* [Exercise A]: In the article on dowry deaths in Kerala, on what date did Vismaya V Nair take her life?
* [Exercise B]: From the article on dowry deaths in Kerala, transcribe the passage from "Marriage Dowry" to "for similar reasons.".
* [Exercise C]: Write the next part of the article on dowry deaths in Kerala, picking up after its final sentence.

* [Page excerpt]:

■ ■ ■

Why caste matters: On Dowry deaths in Kerala

by Karthika Jayakumar and Sivakami

Marriage Dowry

Recent events have coerced Keralites to reflect on the façade of progressiveness borne so proudly by the State. Lauded for its development experience, the continued prevalence of crimes like dowry deaths are reminders of the skewed power structures and deep-rooted patriarchy that has a stronghold here. The tipping point was on June 21, when 24-year-old Vismaya V Nair took her life a few days after sharing photos and WhatsApp chats with her family about being subjected to abuse at the hands of her husband, over the latter’s distaste regarding the ‘insufficient’ dowry that was given to him. This was closely followed by the death of two more women for similar reasons.

In the multitude of heated debates and arguments that followed the case, on social media and mainstream news channels alike, caste as a vantage point was conveniently obfuscated. Victim blaming and gaslighting were the dominant tones that surrounded the outrage against the case which revealed our internalized misogyny and prejudices when it comes to issues of dowry and domestic violence.

Maintaining caste hierarchy through dowry exchange

In the ensuing conversations, victim-blaming was a dominant tendency. Gaslighting the victim is not only patronizing but also re-affirms the age-old trope of declaring the victim to be mentally unsound when she is driven to suicide. This doesn’t hold the patriarchal husband figure (the perpetrator) accountable. His sense of entitlement and impunity are fuelled by the upper-caste Hindu family structure. Conventional Hindu marriages are cis-het, caste endogamous unions that don’t have much to do with love. Monopoly over property ownership and lineage concerns are at the core of such matchmaking and dowry is rooted in this political economy of marriage. Caste associations often enforce property agreements through endogamy while also popularizing a ‘sacramental’ union. Such dowry exchange also includes assessing masculine and feminine attributes along with evaluating the wealth status of prospective partners.

■ ■ ■

* [Provided material]:
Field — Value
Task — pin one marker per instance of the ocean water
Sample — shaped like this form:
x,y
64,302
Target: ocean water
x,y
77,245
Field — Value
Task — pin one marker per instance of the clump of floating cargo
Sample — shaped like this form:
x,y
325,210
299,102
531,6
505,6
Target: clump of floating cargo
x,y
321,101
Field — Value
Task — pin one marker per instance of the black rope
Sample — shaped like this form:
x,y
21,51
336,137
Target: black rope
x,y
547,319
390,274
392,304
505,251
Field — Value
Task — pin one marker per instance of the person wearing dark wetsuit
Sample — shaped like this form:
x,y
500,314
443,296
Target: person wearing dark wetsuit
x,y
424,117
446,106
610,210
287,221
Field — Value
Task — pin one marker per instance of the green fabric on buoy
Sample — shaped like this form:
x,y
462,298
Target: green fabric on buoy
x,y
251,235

■ ■ ■

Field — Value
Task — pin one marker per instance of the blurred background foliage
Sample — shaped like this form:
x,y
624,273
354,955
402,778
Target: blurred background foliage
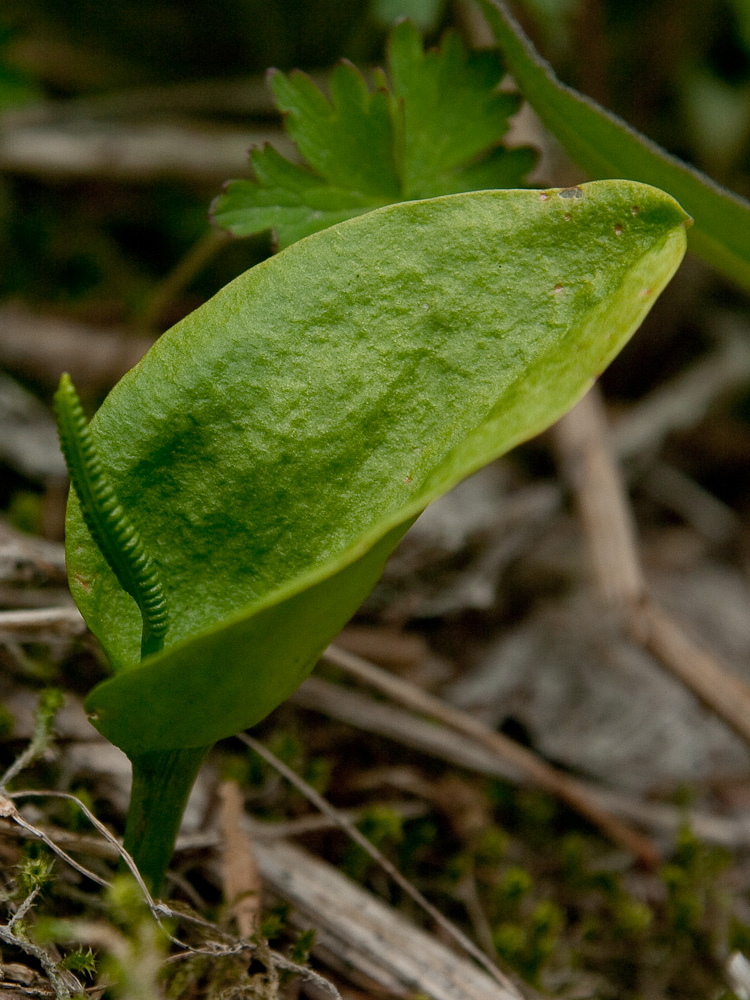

■ ■ ■

* [Answer area A]: June 21

* [Answer area B]:
Marriage Dowry

Recent events have coerced Keralites to reflect on the façade of progressiveness borne so proudly by the State. Lauded for its development experience, the continued prevalence of crimes like dowry deaths are reminders of the skewed power structures and deep-rooted patriarchy that has a stronghold here. The tipping point was on June 21, when 24-year-old Vismaya V Nair took her life a few days after sharing photos and WhatsApp chats with her family about being subjected to abuse at the hands of her husband, over the latter’s distaste regarding the ‘insufficient’ dowry that was given to him. This was closely followed by the death of two more women for similar reasons.

* [Answer area C]:
Furthermore, capitalism and consumerism have transformed social identities turning dowry into an institution that affirms the value of a man. For socially vulnerable families, dowry is the price that has to be paid for aspiring the markers of respectability in endogamy, stable marriage and sexual discipline. The more the dowry, higher is the ‘esteem’ associated with the particular caste group. As awareness and talks about dowry have found some root in mainstream dialogue, the self-proclaimed ‘progressives’ have found a way to disguise dowry as hidden transferences or ‘gifts’, or even as a symbol of parental love. However, the nature of transference doesn’t hide its underlying purpose.

Institutionally, the patriarchal authority has also been transferred from the previous framework of Jati and agrarian relations to modern conjugal institutions which enforce strict endogamy, monogamy and restrictions over divorce, separation or remarriage. Through this, men acquire power over women as principal guardians, ‘legitimate’ custodians of female sexuality and ‘protectors’ of their property. Thus women’s sexuality and agency undergo policing as they become a medium through which prestige and wealth are transferred between families.

The centrality of marriage to the feminine self

Marriage controls a woman’s professional, social and economic choices as her roles are exclusively defined within the context of family life. Single, divorced or widowed women are socially ostracised in subtle and overt ways as their legitimacy is denied when they exist outside the frameworks of conjugality and caste.

Since the Brahmanical diktats of Manusmriti describe the ideal wife as one whose dharma is to live in servitude of her husband, the onus and therefore the pressure remains on the woman to uphold the ‘honour’ of her community.

Vismaya’s father-in-law even admits that despite her wish to return home, they paid no heed as ‘young girls nowadays created a big deal out of things’. She was also pacified to stay put in her marriage, with due assistance from local members from the Nair Service Society (NSS). Such toxic caste organizations and unruly Hindu mobs function to further enforce caste norms through moral policing. Marriages between Hindu women and Muslim men also fall prey to such vigilantism by getting labelled as ‘love jihad’ (also under the recent anti-conversion laws), a propaganda to criminalise Muslim men by the State.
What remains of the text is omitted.